§ ACTION ITEM
Leaving the pictures aside, reproduce the data in full and word for word.

**** RECORDS FOR THE TASK

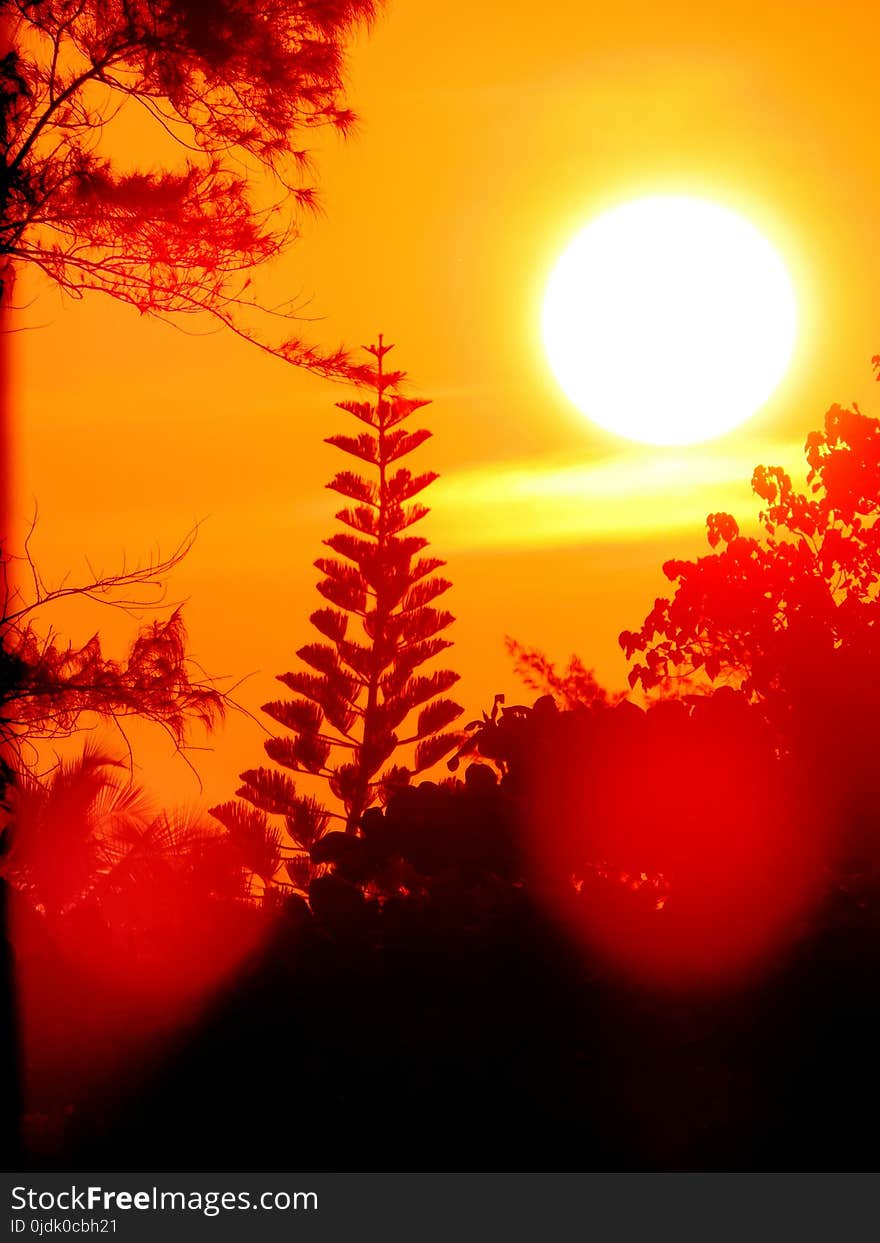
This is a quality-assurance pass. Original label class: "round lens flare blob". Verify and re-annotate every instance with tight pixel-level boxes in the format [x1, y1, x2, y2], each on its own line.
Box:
[520, 696, 828, 991]
[541, 195, 798, 446]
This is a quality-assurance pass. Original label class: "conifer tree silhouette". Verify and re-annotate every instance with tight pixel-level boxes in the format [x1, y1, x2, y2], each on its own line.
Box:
[212, 339, 462, 892]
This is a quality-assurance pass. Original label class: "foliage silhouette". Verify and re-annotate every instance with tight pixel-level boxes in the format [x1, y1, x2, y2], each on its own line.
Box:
[620, 401, 880, 869]
[3, 743, 248, 919]
[19, 579, 880, 1170]
[302, 680, 818, 987]
[304, 760, 520, 904]
[503, 692, 820, 984]
[32, 397, 880, 1171]
[0, 0, 377, 374]
[621, 403, 880, 708]
[211, 339, 462, 893]
[506, 636, 623, 710]
[5, 743, 262, 1160]
[0, 527, 232, 1163]
[0, 527, 224, 785]
[80, 688, 880, 1173]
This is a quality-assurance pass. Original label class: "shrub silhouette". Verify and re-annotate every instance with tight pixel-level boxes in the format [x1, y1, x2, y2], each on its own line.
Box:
[212, 339, 462, 894]
[305, 761, 520, 903]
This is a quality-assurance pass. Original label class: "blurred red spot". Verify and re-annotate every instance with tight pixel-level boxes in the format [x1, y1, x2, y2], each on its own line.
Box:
[522, 695, 826, 989]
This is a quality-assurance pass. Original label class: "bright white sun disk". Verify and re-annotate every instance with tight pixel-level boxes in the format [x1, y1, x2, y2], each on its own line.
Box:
[541, 196, 798, 446]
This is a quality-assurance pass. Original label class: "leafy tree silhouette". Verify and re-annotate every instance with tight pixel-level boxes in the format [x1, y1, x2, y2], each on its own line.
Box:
[620, 403, 880, 711]
[211, 338, 463, 893]
[620, 400, 880, 871]
[0, 0, 377, 373]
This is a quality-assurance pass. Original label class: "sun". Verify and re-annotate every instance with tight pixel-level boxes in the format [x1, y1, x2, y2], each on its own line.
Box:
[541, 195, 798, 446]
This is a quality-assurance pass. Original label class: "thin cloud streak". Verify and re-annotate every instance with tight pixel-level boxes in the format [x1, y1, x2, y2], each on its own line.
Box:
[431, 438, 804, 551]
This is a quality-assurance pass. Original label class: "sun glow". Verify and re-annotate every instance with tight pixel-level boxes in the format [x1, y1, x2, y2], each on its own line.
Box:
[541, 195, 798, 446]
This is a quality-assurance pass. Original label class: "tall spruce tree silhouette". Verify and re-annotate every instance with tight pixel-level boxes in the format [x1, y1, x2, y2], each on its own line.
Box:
[212, 338, 462, 892]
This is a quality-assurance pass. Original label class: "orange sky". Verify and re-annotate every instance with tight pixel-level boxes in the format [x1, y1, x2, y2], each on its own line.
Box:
[12, 0, 880, 808]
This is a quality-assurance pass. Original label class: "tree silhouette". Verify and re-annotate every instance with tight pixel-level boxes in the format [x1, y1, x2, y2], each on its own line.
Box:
[4, 743, 250, 921]
[5, 742, 261, 1160]
[0, 525, 235, 1162]
[211, 338, 463, 893]
[0, 0, 377, 373]
[620, 401, 880, 869]
[0, 526, 224, 785]
[4, 743, 148, 917]
[620, 403, 880, 710]
[506, 637, 622, 710]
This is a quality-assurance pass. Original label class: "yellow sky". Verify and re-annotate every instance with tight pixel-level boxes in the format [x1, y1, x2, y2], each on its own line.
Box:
[12, 0, 880, 806]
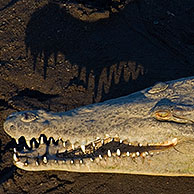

********

§ RESPONSE AREA
This is a quality-assurance pass. Original label class: "round lens flare blob". Verify and re-annotate every instance with tight pixel-level boxes in the format [x1, y1, x2, y2], each on its own line.
Box:
[520, 696, 828, 991]
[541, 195, 798, 446]
This is a quality-assurance pass. Original label class: "conifer tree silhouette". Verify and re-annotate every instance with tight pixel-level boxes in the format [x1, y1, x2, y2], each on its own line.
Box:
[212, 339, 462, 892]
This is a quality-assurance pass. Original label class: "foliage silhouette". Verify and re-annotate every instance with tight pixel-level boxes in the format [x1, y1, x2, y2], each on its own line.
Box:
[620, 401, 880, 869]
[3, 743, 248, 919]
[19, 579, 880, 1170]
[302, 680, 818, 987]
[304, 760, 520, 904]
[503, 692, 820, 984]
[32, 397, 880, 1171]
[0, 0, 377, 374]
[621, 403, 880, 708]
[211, 339, 462, 893]
[506, 636, 623, 710]
[5, 743, 262, 1160]
[0, 527, 232, 1163]
[0, 527, 224, 785]
[80, 688, 880, 1173]
This is a quality-assurance pass. Original label class: "shrub silhouette". Verify and re-annotate every instance with tight pixel-level boxes in the format [x1, y1, x2, y2], each on its own line.
Box:
[212, 339, 462, 894]
[305, 761, 520, 903]
This is a quality-assurance pass. Original label class: "blurred red spot". Verify and re-annotate every instance with tight pixel-level boxes in the format [x1, y1, x2, y2], each on its own line.
Box:
[522, 695, 826, 989]
This is a quality-assurance pass. Original label class: "bright white sun disk". Verify and re-annotate every instance with tight pixel-level boxes in the format [x1, y1, x2, y2], each on its own line.
Box:
[541, 196, 798, 446]
This is a quality-assurance pass. Original label class: "leafy tree silhouette". Verify and re-annotate every instance with tight pixel-level boxes in the format [x1, y1, x2, y2], each on its own line.
Box:
[620, 403, 880, 711]
[211, 338, 463, 893]
[620, 400, 880, 871]
[0, 0, 377, 373]
This is a quality-assurance pass. Original label class: "sun". Verify and re-annotate every instance with tight pixel-level boxes in the format [x1, y1, x2, y2], each on its own line.
Box:
[541, 195, 798, 446]
This is a quality-assurance pass. Original label class: "thin cloud streak". Verify and re-annotate every instance with tight pixel-level boxes in the format [x1, y1, x2, y2], each on its own line.
Box:
[431, 438, 804, 551]
This is a quality-assurance pass. Original label class: "sun glow". Verify and re-annotate every instance with tight pixel-level boxes in the format [x1, y1, x2, y2], each on its own line.
Box:
[541, 195, 798, 446]
This is a quality-assurance pass. Original label class: "tall spruce tree silhouette". Verify and re-annotate every instance with tight pixel-level boxes in the format [x1, y1, x2, y2], each on its own line.
Box:
[212, 338, 462, 892]
This is a quality-assurance pass. Original label class: "orange sky". Verify and re-annotate every instance with tight pixel-level boxes in the format [x1, y1, x2, y2], each on its own line.
Box:
[12, 0, 880, 808]
This is a quality-assurance pass. Original label class: "tree silhouette". Verify and re-annotate every instance with tight pixel-level boxes in the format [x1, y1, x2, y2], each on its own line.
Box:
[4, 743, 250, 921]
[5, 742, 261, 1160]
[0, 525, 235, 1162]
[211, 338, 463, 893]
[0, 0, 377, 373]
[620, 401, 880, 869]
[0, 526, 224, 785]
[4, 743, 148, 917]
[620, 403, 880, 710]
[506, 637, 622, 710]
This is a quality-assurance pass. Original label class: "yellow sky". Verify and re-annotate every instance with tight pixel-level boxes in the format [x1, y1, x2, y2], each on its own line.
Box:
[12, 0, 880, 806]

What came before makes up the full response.